## Фрагмент документа
___

Унаследовав у своих предшественников экономический курс, направленный на ускоренное экономическое развитие страны, Махатхир добился значительного успеха в его реализации. Весьма успешно поддерживал он и политические основы авторитаризма, сохраняя при этом полный контроль над системой. Это было не так-то просто, потому что Национальный фронт был сложной и могущественной организацией с коллективным руководством, которое вовсе не состояло из послушных марионеток лидера. Например, Махатхир был вынужден в течение долгого времени мириться с амбициями своего министра финансов, а потом и заместителя Анвара Ибрагима. Либеральный экономист явно подсиживал премьера, но при этом так хорошо справлялся со своей работой, что уволить его Махатхир не мог.
Все изменилось в ходе азиатского финансово-экономического кризиса второй половины девяностых, от которого Малайзия пострадала довольно сильно. Кризис спровоцировал Мохатхира и Анвара на окончательный конфликт, из которого премьер вышел победителем. Против Анвара было выдвинуто обвинение в гомосексуализме, который в Малайзии вне закона. В тюрьме он провел почти шесть лет. Выйдя из тюрьмы, он продолжил политическую карьеру уже в качестве лидера оппозиции, создав собственную партию, программа которой концентрировалась на борьбе с коррупцией.

___

## Задачи и задания
- 1) Сколько лет Анвар Ибрагим провёл в тюрьме согласно фрагменту документа?
- 2) Замените во фрагменте документа «Либеральный экономист» на «Амбициозный политик» и приведите отрывок между «Унаследовав у своих» и «Махатхир не мог.» включительно.
- 3) Объясните, почему, согласно фрагменту документа, Махатхир не мог уволить Анвара Ибрагима.

Сохранённые записи

___

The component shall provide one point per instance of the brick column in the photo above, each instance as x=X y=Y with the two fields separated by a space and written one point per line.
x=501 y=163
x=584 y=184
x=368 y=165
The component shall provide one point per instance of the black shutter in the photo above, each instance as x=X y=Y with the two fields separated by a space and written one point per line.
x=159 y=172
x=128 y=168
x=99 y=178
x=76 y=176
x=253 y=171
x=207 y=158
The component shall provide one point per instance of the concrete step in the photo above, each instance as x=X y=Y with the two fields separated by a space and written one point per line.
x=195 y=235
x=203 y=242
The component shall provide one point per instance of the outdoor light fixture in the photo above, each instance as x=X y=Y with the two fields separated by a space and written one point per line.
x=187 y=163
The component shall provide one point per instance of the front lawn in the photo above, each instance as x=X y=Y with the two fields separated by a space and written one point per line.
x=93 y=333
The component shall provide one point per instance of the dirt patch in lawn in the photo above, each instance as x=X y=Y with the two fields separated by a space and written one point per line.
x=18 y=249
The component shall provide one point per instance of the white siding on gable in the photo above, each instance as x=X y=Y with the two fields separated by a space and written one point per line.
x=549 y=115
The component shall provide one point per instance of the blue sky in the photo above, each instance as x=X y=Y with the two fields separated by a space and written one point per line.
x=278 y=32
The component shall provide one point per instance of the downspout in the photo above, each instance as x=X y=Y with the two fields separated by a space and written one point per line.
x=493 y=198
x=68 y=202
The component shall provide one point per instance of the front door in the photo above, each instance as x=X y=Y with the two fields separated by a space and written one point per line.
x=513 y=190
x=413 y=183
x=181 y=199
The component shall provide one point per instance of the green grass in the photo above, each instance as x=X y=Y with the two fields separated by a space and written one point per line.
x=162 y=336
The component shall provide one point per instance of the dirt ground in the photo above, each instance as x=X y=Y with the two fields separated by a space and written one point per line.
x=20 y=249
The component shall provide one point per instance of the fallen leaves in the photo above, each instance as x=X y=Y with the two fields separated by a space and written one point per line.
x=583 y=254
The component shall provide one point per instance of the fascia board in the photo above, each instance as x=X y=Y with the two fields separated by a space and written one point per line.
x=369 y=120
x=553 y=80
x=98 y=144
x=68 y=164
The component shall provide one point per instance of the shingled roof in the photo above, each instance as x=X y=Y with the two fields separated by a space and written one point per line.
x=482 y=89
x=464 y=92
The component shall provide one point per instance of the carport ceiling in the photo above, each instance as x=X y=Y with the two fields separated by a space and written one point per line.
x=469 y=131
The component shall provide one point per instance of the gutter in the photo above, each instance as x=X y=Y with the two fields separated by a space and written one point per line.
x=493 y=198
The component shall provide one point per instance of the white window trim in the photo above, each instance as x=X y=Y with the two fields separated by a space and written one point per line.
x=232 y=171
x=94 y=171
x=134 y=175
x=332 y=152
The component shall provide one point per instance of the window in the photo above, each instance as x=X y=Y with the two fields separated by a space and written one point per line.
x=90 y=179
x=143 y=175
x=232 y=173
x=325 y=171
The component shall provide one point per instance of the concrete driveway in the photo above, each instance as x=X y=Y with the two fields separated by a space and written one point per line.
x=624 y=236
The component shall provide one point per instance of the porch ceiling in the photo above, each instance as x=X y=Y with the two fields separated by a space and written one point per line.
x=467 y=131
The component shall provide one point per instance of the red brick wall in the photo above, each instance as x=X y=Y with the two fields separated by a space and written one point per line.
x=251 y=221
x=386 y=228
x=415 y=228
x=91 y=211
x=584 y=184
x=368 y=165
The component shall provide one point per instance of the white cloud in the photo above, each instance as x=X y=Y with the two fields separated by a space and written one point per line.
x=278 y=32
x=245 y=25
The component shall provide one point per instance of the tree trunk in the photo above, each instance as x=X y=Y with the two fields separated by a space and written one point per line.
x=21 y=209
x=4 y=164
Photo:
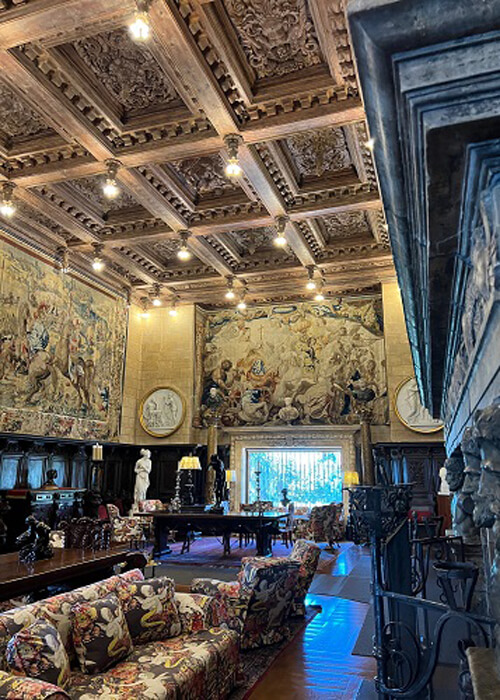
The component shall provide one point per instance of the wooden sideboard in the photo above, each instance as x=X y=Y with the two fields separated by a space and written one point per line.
x=49 y=505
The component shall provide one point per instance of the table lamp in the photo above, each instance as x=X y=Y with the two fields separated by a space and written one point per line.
x=351 y=479
x=189 y=463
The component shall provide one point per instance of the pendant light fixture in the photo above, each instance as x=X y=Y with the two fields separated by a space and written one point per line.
x=140 y=28
x=280 y=238
x=110 y=187
x=233 y=168
x=98 y=263
x=183 y=252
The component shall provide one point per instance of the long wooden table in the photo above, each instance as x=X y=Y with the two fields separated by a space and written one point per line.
x=262 y=526
x=19 y=579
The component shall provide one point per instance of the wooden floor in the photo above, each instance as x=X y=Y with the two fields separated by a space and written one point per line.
x=318 y=663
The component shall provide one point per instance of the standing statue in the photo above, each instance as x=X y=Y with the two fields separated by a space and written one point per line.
x=462 y=505
x=142 y=470
x=210 y=480
x=220 y=479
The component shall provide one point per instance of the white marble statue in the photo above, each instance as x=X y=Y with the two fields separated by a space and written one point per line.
x=444 y=487
x=142 y=470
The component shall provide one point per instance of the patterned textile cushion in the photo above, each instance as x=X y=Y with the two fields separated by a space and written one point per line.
x=100 y=633
x=197 y=612
x=199 y=666
x=150 y=610
x=151 y=505
x=37 y=651
x=17 y=688
x=57 y=611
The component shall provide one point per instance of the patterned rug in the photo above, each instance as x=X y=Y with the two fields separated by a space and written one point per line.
x=208 y=551
x=256 y=663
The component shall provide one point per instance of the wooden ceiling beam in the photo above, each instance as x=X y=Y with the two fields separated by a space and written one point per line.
x=53 y=19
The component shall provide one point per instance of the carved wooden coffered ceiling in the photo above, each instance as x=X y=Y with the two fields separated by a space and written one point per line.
x=76 y=91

___

## Ответы
- 1) Почти шесть лет.

- 2)
Унаследовав у своих предшественников экономический курс, направленный на ускоренное экономическое развитие страны, Махатхир добился значительного успеха в его реализации. Весьма успешно поддерживал он и политические основы авторитаризма, сохраняя при этом полный контроль над системой. Это было не так-то просто, потому что Национальный фронт был сложной и могущественной организацией с коллективным руководством, которое вовсе не состояло из послушных марионеток лидера. Например, Махатхир был вынужден в течение долгого времени мириться с амбициями своего министра финансов, а потом и заместителя Анвара Ибрагима. Амбициозный политик явно подсиживал премьера, но при этом так хорошо справлялся со своей работой, что уволить его Махатхир не мог.

- 3) Анвар Ибрагим явно подсиживал премьера, но так хорошо справлялся со своей работой, что уволить его Махатхир не мог.